### INPUT
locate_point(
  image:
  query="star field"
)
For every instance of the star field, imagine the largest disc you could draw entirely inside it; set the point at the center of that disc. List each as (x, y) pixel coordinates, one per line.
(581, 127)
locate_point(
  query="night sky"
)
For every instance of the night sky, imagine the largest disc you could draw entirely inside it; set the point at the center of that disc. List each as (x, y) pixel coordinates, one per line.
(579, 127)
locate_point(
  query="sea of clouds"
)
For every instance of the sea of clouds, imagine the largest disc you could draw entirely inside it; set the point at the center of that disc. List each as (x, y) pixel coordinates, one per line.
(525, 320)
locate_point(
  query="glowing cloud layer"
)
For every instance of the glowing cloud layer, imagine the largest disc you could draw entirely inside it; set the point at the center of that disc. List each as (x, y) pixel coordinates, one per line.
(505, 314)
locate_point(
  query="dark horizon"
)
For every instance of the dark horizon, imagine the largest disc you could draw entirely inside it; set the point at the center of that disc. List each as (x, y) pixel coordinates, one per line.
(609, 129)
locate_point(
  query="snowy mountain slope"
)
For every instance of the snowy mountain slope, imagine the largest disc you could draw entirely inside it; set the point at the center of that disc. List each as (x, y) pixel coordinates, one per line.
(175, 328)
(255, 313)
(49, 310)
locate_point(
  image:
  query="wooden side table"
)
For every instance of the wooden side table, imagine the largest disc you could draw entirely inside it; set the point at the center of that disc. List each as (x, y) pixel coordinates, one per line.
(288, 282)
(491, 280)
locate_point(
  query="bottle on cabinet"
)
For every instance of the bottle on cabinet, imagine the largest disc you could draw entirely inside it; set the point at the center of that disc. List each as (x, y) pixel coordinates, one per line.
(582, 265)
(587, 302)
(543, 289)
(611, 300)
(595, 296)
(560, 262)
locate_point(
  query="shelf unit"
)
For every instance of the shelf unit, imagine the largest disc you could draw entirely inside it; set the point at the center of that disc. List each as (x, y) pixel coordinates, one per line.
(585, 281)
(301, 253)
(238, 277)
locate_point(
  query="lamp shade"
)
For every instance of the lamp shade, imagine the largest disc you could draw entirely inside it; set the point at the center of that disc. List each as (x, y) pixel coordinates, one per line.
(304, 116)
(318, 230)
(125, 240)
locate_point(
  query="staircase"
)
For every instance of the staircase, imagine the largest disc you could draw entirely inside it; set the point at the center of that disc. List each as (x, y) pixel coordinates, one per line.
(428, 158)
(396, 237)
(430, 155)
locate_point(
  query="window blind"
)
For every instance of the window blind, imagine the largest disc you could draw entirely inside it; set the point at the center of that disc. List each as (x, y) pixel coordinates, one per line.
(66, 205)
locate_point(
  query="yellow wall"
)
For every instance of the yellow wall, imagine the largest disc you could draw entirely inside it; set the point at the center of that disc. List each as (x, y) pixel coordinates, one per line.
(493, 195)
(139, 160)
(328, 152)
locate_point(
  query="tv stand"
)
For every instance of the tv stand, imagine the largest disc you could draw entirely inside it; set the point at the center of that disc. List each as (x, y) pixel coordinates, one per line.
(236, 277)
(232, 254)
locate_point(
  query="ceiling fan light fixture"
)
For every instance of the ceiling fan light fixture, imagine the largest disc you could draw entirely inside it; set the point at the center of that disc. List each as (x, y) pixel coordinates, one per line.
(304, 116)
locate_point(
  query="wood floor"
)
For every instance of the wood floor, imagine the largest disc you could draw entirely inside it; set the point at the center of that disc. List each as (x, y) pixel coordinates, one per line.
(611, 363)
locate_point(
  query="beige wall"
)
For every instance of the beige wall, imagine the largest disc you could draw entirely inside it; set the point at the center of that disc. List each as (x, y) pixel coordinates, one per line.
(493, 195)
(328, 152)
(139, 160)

### WORK REQUIRED
Quote the whole listing above, leaving nothing out.

### TASK ANSWER
locate_point(
  image:
  query="star field"
)
For every instance of the star field, imagine the largest disc you could draw entirely inside it; set the point at the center of that disc. List each as (x, y) pixel coordinates, one per line.
(581, 127)
locate_point(
  query="night sky"
)
For every instance of the night sky, imagine the largest disc you could draw entirely inside it; set the point at the center of that disc. List each as (x, y) pixel coordinates, one per line.
(579, 127)
locate_point(
  query="sea of clouds"
)
For every instance of the sea of clouds, imagine the largest disc you could draw entirely inside it; set the point at the center of that disc. List each as (x, y) pixel coordinates, one per line.
(525, 320)
locate_point(
  query="glowing cloud layer"
)
For every instance of the glowing cloud layer, imagine the largest disc you could draw entirely inside it; set the point at the center of that disc. List each as (x, y) pixel coordinates, one per line.
(505, 314)
locate_point(
  query="dark horizon"
)
For every instance of the dark horizon, imagine the largest disc you could draw entirely inside it; set the point at the center of that disc. List each as (x, y) pixel coordinates, one per line.
(609, 129)
locate_point(
  query="snowy mountain slope"
)
For every instance of the snowy mountain slope, imagine the largest disc you could draw entirely inside it; set the point at the center of that disc. List each as (x, y) pixel coordinates, one per line.
(175, 328)
(255, 313)
(49, 310)
locate_point(
  image:
  query="wooden side table"
)
For every instance of the wooden side table, imagine the largest disc you could draw entirely inside it; set the point at the center of that disc. List each as (x, y) pixel coordinates, one per line.
(288, 282)
(491, 280)
locate_point(
  query="bottle on cabinet"
)
For every instance of the bottle on cabinet, imagine the largest disc you could draw entirely inside it; set the point at the center of that disc. List each as (x, y) pixel coordinates, one per line.
(582, 265)
(587, 302)
(543, 289)
(611, 300)
(595, 296)
(560, 262)
locate_point(
  query="shelf unit"
)
For every instance of the shelf unit, imagine the largest disc you could draw entirely inside it; set the point at the center of that disc. List each as (x, y) pixel coordinates, one per line.
(585, 281)
(301, 253)
(238, 277)
locate_point(
  query="lamp shade"
)
For every instance of the lamp shade, imagine the largest disc you could draw entirely inside it; set the point at the center of that disc. List each as (x, y) pixel coordinates, one per line.
(304, 116)
(318, 230)
(125, 240)
locate_point(
  query="staircase"
)
For every instance of the staircase, imagine the largest disc you could draw entirely inside it; set the point at the center of that disc. List each as (x, y) pixel coordinates, one per line.
(428, 158)
(396, 237)
(430, 155)
locate_point(
  query="window blind"
)
For every instance of the window blind, imagine the largest disc you could draw entirely inside it; set the point at the center of that disc. List each as (x, y) pixel coordinates, one per line.
(66, 205)
locate_point(
  query="yellow wall"
)
For every instance of the yellow wall, imagine the largest disc you could draw entirely inside it; set the point at the center of that disc. List each as (x, y) pixel coordinates, one per line.
(493, 195)
(139, 160)
(328, 152)
locate_point(
  query="tv stand"
)
For every instance of the tv stand, imagine the largest disc you could draw entirely inside it; set the point at the center of that disc. List each as (x, y) pixel coordinates, one per line.
(236, 277)
(232, 254)
locate_point(
  query="ceiling fan light fixture"
)
For every instance of the ceiling fan light fixture, imagine the largest disc you could draw entirely inside it; set the point at the center of that disc. List each as (x, y) pixel coordinates, one per line.
(304, 116)
locate_point(
  query="wood floor"
)
For every instance of the wood floor, imagine the largest disc you could draw entirely inside it; set the point at the center of that disc. List each as (x, y) pixel coordinates, one per line.
(611, 363)
locate_point(
  query="beige wall"
)
For every instance of the beige wall, imagine the largest disc you could draw entirely inside it; set the point at the center of that disc. List each as (x, y) pixel coordinates, one per line.
(493, 195)
(328, 152)
(139, 160)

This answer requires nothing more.